### SOURCE EXCERPT
- - -

What's at stake as the final environment bill takes shape?

Following the House and Senate’s passage of their own omnibus environmental bills, negotiators from both chambers are convening to decide the content of a compromise bill.

They face a number of policy and budget decisions with major implications for the health of our lands and waters. 

In general, FMR supports the House version and opposes much of the Senate's, which seeks to cut funding for core environmental agencies, raid the voter-approved environment trust fund and reduce transparency and science-based decision-making at our state agencies,  

Protect Minnesota's environment budget  

The House and Senate propose very different environment budgets. While the House includes a modest increase, the Senate, as noted previously in this blog, seeks massive cuts to our core environmental agencies.

Senate reductions in general fund environmental spending include:
• A 17% cut ($38.67 million) to the Department of Natural Resources
• A 39% cut ($12.54 million) to the Board of Water & Soil Resources 
• An 86% cut ($12.49 million) to the Minnesota Pollution Control Agency

Such cuts would fundamentally compromise our state agencies' stability and force an increased reliance on enforcement actions (as opposed to prevention) to fund agency work.  

As MPCA Commissioner Laura Bishop noted in a letter to the Senate last month: “This is not a healthy situation for businesses, the public, nor for the environment and human health.”

We agree, and we encourage negotiators to accept the House-proposed environment budget.

Protect our Environmental Trust Fund

You may recall that in 2018 lawmakers raided the state’s voter-approved Environment & Natural Resources Trust Fund. In response, FMR joined eight other conservation organizations to initiate a lawsuit, resulting in a fix to the raid earlier this session.

Unfortunately, the Senate wants to raid the fund yet again, in clear violation of Minnesota's constitution. (Read more about the raid and Senate rollbacks in this legi blog post.)

- - -

### DATA EXTRACT

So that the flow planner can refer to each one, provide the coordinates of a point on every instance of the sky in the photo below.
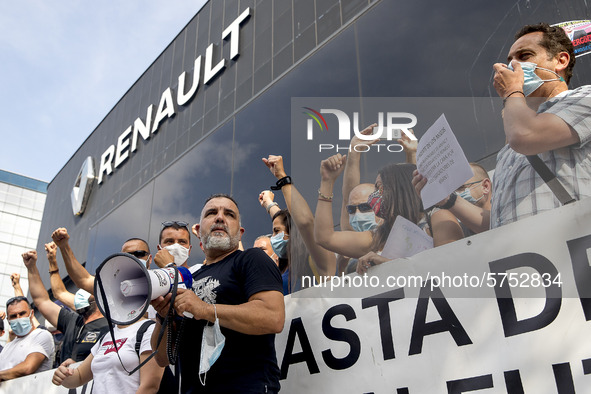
(65, 64)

- - -

### EXERCISE DIRECTIONS
In the environment bill article, how large a cut does the Senate propose to the Minnesota Pollution Control Agency's general fund spending?

### OUTPUT OF THE TASK
An 86% cut, or $12.49 million.